■ What you are asked to do
Write out, word for word, only the lines from the one containing "of the mast" through the final line of the data.

■ Records from a data source
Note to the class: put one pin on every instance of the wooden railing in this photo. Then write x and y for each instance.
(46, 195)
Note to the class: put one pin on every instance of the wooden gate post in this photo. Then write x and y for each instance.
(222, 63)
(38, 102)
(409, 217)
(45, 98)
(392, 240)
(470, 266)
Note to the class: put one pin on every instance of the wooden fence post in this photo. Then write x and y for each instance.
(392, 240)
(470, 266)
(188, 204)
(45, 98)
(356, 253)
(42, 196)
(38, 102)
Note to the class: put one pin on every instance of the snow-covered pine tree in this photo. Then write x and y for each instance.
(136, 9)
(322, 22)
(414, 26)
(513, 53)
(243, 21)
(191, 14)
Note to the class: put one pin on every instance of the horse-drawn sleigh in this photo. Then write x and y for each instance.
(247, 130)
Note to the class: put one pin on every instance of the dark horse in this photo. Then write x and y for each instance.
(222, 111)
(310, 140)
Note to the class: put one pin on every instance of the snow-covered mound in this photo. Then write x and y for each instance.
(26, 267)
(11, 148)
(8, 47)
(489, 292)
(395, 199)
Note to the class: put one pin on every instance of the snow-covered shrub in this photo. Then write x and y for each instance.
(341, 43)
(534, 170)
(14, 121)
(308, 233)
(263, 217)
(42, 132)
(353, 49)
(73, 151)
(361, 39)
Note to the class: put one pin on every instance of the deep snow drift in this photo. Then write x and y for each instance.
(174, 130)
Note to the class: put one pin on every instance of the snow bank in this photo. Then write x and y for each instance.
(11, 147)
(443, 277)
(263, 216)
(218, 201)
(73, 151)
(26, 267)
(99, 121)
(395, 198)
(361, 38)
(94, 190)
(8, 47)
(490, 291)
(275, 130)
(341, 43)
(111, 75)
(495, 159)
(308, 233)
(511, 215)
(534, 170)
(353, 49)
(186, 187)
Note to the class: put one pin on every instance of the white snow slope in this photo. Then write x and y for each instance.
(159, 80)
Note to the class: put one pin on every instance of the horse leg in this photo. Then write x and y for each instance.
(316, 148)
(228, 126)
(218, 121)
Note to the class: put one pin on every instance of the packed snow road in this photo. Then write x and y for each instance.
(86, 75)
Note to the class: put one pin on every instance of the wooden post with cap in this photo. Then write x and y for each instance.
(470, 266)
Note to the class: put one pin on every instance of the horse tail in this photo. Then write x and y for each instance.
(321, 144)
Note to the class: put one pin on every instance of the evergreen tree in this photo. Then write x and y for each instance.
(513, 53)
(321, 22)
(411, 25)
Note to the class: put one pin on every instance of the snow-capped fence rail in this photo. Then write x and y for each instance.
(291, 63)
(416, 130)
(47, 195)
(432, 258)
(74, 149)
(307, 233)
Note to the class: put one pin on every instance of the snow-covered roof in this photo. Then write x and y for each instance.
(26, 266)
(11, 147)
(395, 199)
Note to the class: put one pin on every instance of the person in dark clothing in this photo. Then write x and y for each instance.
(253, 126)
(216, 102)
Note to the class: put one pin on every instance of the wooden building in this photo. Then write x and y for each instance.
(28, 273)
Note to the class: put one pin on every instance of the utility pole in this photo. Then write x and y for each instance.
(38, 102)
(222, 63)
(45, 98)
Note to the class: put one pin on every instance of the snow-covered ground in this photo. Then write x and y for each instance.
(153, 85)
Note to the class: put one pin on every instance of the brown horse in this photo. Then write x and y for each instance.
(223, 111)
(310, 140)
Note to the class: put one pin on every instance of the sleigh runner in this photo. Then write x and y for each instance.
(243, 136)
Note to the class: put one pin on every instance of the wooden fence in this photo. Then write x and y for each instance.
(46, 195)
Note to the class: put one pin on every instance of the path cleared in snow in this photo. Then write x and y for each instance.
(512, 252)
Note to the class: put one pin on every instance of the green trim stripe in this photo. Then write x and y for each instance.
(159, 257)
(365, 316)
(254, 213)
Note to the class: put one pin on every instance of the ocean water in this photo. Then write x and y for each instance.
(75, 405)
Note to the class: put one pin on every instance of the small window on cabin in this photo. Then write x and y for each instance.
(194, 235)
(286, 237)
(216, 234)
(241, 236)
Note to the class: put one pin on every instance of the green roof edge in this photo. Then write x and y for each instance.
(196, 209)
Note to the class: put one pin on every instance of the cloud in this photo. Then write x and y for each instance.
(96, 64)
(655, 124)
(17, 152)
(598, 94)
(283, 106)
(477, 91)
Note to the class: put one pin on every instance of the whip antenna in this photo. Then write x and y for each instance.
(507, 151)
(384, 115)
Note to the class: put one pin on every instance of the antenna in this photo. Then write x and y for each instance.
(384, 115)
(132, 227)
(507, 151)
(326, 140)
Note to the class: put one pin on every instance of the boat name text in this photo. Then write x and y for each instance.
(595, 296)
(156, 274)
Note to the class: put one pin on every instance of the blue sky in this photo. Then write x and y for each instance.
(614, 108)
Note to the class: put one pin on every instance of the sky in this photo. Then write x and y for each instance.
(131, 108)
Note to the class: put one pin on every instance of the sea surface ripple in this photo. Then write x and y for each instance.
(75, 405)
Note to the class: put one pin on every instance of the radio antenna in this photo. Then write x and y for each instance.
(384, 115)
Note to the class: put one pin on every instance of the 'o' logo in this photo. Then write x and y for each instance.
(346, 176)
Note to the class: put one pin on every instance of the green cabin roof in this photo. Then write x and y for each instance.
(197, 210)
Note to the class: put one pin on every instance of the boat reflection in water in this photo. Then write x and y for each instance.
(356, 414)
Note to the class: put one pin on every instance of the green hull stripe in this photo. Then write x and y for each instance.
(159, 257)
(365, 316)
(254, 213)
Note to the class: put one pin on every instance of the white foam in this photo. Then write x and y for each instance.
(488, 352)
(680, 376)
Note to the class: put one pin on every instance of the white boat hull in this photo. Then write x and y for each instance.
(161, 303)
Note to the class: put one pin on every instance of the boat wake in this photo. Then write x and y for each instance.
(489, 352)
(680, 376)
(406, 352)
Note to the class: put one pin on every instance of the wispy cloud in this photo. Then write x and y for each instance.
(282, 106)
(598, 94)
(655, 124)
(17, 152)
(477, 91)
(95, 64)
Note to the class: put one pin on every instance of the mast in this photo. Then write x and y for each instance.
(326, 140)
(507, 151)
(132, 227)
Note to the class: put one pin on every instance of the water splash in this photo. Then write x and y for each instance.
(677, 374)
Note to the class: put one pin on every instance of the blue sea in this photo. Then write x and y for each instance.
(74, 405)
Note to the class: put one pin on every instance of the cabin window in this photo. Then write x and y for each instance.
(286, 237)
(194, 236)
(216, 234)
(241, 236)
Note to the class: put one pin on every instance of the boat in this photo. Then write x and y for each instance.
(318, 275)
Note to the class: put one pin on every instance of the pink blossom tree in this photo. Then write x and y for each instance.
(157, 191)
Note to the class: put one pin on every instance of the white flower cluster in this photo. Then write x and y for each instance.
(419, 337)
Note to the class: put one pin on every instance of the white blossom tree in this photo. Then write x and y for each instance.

■ Output for this exercise
Note to the class: put one pin on every instance of the mast in this photo. Then write x and y for each instance.
(326, 140)
(507, 151)
(132, 227)
Note to the class: put one pin on every instance of the water splash in this photo. Then write x and y for each instance.
(677, 374)
Note to the class: put one pin on every instance of the blue sea in this photo. Then write x and y for each instance.
(74, 405)
Note to the class: put one pin on every instance of the cabin window in this photo. Then write x and y for each instance.
(286, 237)
(194, 236)
(216, 234)
(241, 236)
Note to the class: put one pin on every instance of the boat in this photo. Then write x and y for each instance.
(318, 275)
Note to the class: put one pin on every instance of the pink blossom tree in this photo. Then write x and y for each instance.
(157, 191)
Note to the class: put one pin on every instance of the white flower cluster in this photo. Then write x and y for each instance.
(419, 337)
Note to the class: put one pin on every instance of the white blossom tree in this photo. Then write x and y for each instance.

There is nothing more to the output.